** Document passage follows **
How to Upgrade Windows 10 Boot Camp to 11 on Intel Mac

In coming months, Windows 10 will be sunset and Microsoft is aggressively pushing the users to upgrade to either Windows 11 or Windows 11 compatible hardwares. If you were on Windows 10, for the same reasons as I did, it is largely due to several factors that happen to line up like the stars: Mac transitioned to Apple Silicon, Qualcomm exclusivity deal for Windows on ARM, to name the few.

Boot Camp Assistant, as far as I know, still does not support fresh installing Windows 11. The last Intel Macs that were able to appreciate the dual OS setup did not meet the minimum requirements for Windows 11, mainly its CPU. Microsoft did shift away its policy to more inclusive requirements since, by then Apple had already moved most of its Mac lines to Apple Silicon; where Windows on ARM limited its availability on non-Qualcomm devices.

Solutions

Again, it’s written with the prerequisite that is the Windows 10 Boot Camp is already up and running. If not, after step 1, make a fresh installation of Windows 10. We will also need to manually install Boot Camp drivers on Windows 11.
** End of Document passage **
** Material supplied follows **
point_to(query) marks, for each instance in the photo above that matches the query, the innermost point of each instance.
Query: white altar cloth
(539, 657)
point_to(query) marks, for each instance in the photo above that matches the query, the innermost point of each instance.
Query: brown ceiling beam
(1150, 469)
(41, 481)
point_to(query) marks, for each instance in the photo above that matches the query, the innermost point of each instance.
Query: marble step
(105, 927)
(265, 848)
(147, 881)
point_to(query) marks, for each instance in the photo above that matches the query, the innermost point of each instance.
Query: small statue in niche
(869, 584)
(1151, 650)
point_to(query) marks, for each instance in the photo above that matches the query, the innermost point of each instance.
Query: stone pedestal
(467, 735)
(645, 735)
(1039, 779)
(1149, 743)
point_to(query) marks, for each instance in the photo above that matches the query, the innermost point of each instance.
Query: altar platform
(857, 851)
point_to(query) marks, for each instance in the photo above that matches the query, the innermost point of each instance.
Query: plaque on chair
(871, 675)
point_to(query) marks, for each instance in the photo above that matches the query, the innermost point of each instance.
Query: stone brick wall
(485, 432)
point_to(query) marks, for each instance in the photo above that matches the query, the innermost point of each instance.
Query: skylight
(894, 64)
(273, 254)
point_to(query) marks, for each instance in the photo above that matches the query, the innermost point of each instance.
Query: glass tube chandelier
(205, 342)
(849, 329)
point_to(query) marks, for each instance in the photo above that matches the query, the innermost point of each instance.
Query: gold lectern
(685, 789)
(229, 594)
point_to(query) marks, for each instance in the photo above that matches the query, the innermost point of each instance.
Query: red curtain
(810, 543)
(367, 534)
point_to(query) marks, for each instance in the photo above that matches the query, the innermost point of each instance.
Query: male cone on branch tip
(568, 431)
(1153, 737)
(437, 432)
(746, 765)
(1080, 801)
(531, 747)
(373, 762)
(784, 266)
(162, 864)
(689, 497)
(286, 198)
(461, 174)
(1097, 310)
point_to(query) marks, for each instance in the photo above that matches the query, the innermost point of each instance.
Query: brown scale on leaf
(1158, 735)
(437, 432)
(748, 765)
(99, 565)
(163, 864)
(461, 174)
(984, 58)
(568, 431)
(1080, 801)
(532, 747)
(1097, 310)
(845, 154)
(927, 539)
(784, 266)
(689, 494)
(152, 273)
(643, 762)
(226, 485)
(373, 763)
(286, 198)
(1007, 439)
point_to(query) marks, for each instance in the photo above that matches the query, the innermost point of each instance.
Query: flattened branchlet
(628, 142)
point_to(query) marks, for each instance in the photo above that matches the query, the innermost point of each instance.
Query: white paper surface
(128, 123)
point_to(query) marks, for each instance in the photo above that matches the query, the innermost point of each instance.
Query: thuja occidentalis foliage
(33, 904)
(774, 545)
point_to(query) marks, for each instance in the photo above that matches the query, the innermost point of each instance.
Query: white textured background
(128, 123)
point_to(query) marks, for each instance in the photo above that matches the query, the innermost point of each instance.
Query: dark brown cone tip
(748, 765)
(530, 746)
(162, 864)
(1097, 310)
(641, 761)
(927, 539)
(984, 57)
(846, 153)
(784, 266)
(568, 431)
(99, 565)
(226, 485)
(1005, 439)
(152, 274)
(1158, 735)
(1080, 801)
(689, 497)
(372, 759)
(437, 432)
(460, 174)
** End of Material supplied **
§ **Exercise requirements**: Resume the guide on upgrading a Boot Camp installation from Windows 10 to Windows 11, starting right after its last sentence.

§ **Final answer**:
  1. From Boot Camp Assistant, Action in menu bar > Select “Download Windows Support Software”. Save it an external drive or thumb drive for later use.
  2. Boot to Windows 10 Bootcamp. Download official Windows 11 iso from the link, or from the Microsoft website.
  3. Mount the iso and check its driver letter.
  4. From Command Prompt with administrative privilege, run following commands:
[drive letter]:\
setup.exe /product server
  1. The installation will start as the Windows Server. Once completed, install the drivers from step 1.

Afterthoughts

As I understand it, Microsoft has already approved Parallels to be the official way of running Windows on Apple Silicon devices. I don’t see the current status quo changing anytime soon, and I’m not sure why either companies would hurry along to support running Windows natively on non-Windows machine, irregardless of possible patent dispute.

For what it’s worth, Parallels and other virtualization or emulation softwares are now offering stable and practical solutions to ease the need of having Windows running natively. Some even suggest Apple Silicon and GPTK make all-rounder of a laptop. We may never get native support on Bootcamp, but I think we can rest easy knowing that the new hardwares are sufficiently capable.